Study material START
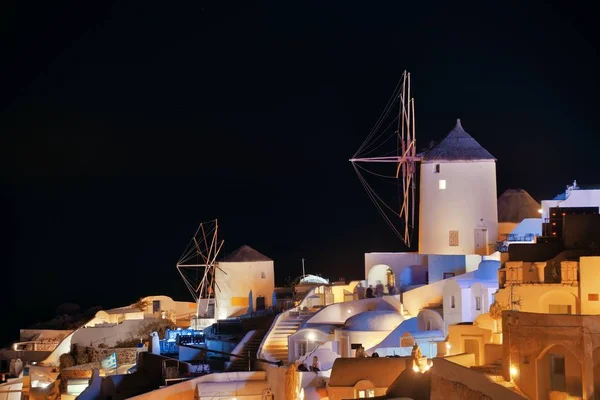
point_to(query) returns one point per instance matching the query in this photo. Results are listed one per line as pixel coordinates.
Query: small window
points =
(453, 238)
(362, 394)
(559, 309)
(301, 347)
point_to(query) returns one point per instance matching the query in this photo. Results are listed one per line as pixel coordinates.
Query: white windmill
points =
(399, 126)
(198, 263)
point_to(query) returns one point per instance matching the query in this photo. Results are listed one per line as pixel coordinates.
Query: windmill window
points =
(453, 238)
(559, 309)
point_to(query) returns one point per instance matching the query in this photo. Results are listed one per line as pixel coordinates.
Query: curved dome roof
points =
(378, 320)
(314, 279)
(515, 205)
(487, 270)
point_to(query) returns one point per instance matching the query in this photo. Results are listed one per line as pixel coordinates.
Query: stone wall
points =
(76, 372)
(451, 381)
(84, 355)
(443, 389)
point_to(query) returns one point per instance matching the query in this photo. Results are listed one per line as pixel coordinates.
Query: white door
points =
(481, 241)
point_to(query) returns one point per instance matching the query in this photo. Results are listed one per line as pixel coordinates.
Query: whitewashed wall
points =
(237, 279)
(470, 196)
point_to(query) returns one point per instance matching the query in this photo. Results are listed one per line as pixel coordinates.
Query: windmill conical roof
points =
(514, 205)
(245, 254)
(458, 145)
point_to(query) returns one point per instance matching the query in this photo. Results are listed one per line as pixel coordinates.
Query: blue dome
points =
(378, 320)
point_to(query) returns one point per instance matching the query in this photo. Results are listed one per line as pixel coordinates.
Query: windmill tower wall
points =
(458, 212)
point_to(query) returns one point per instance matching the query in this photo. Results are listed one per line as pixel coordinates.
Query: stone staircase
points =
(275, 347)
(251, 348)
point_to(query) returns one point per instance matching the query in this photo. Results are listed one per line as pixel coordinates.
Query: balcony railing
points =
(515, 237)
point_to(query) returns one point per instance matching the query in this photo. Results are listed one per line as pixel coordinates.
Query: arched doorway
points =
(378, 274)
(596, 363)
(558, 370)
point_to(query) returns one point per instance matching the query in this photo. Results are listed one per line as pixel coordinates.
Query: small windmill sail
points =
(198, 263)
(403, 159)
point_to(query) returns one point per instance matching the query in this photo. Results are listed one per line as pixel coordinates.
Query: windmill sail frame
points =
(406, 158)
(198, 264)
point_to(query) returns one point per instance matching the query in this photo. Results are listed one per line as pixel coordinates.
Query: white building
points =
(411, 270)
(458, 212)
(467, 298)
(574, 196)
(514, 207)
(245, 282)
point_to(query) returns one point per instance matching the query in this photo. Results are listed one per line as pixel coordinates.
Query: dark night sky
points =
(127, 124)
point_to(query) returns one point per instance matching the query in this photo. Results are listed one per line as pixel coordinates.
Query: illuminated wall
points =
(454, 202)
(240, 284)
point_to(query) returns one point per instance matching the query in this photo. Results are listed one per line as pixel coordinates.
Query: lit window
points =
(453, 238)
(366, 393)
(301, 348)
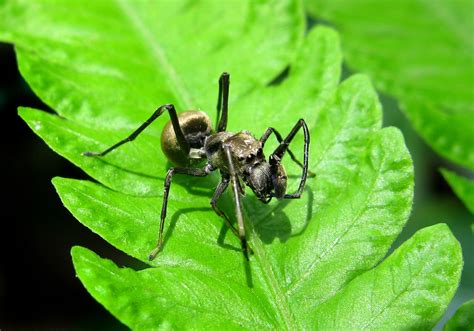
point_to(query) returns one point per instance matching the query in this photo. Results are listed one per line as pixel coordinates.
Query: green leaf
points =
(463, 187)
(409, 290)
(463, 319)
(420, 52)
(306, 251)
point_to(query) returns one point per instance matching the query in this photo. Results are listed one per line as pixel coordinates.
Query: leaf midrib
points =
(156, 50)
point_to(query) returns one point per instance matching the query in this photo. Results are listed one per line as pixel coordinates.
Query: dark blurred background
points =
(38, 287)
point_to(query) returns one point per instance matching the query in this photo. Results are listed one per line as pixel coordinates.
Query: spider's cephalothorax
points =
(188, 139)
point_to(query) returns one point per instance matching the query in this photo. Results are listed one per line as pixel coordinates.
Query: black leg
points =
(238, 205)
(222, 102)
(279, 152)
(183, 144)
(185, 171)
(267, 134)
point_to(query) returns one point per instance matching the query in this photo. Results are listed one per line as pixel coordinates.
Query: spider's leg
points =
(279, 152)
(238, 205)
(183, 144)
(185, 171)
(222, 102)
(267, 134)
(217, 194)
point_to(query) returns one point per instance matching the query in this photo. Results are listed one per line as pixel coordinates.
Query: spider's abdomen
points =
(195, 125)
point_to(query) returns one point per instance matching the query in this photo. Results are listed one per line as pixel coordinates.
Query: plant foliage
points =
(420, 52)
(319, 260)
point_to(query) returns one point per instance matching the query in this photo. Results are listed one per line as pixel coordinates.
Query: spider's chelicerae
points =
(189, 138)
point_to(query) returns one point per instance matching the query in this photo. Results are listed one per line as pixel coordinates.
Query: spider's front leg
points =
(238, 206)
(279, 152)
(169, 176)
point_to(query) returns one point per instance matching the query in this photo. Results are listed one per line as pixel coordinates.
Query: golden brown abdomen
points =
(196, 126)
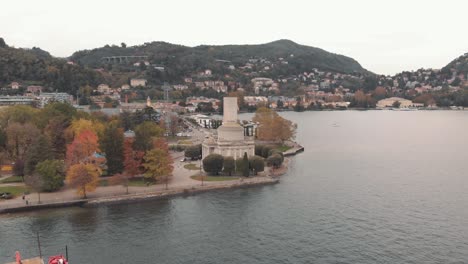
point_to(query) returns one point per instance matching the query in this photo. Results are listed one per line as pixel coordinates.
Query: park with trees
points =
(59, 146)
Study material END
Study material START
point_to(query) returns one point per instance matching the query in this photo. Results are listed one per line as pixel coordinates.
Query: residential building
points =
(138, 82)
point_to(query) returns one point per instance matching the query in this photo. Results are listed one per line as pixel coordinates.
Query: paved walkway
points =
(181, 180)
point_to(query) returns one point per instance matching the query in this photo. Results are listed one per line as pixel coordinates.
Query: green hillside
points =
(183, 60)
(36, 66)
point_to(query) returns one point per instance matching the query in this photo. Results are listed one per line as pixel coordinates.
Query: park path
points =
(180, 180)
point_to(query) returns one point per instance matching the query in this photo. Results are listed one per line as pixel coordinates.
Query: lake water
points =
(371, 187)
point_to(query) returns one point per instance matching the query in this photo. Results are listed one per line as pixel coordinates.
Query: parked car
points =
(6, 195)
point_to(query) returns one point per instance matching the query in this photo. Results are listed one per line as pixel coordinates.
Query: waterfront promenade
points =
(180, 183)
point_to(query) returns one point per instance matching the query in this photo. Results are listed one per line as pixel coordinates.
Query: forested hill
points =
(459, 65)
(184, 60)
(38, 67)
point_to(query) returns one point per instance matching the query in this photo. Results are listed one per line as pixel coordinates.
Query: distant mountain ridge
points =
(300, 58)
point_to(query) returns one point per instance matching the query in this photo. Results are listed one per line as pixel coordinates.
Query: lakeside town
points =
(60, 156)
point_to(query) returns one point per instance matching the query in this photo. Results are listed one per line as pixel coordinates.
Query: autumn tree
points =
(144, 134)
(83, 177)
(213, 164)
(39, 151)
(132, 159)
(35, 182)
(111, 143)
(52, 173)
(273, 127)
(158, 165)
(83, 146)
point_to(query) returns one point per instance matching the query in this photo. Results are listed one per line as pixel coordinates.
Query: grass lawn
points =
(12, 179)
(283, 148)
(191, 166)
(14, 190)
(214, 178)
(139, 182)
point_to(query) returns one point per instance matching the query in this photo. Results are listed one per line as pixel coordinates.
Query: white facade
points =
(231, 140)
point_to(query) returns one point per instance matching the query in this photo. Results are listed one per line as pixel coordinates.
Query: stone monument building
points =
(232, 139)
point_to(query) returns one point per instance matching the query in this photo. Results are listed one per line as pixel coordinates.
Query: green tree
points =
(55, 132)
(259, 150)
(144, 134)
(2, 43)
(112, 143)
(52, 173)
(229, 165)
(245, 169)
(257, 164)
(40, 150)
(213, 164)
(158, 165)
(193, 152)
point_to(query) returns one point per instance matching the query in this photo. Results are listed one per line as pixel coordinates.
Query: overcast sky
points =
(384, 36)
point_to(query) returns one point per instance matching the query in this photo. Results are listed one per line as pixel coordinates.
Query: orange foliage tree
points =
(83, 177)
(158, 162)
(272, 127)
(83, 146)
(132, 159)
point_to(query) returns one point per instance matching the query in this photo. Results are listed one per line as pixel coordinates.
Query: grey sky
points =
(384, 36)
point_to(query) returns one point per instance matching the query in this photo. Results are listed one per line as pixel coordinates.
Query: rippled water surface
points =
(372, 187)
Study material END
Study material START
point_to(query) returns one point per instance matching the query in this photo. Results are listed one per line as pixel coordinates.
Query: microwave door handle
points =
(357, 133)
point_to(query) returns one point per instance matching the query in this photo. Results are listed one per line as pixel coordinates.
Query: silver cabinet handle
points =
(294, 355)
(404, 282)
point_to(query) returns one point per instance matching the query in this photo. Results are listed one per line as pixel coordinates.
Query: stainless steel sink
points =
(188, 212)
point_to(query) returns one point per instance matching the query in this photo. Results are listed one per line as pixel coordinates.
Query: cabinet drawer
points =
Study material END
Exercise description =>
The lines to return are those in the entries above that include "wall".

Completed exercise =>
Query: stone wall
Query: whitewashed wall
Query: windmill tower wall
Query: illuminated wall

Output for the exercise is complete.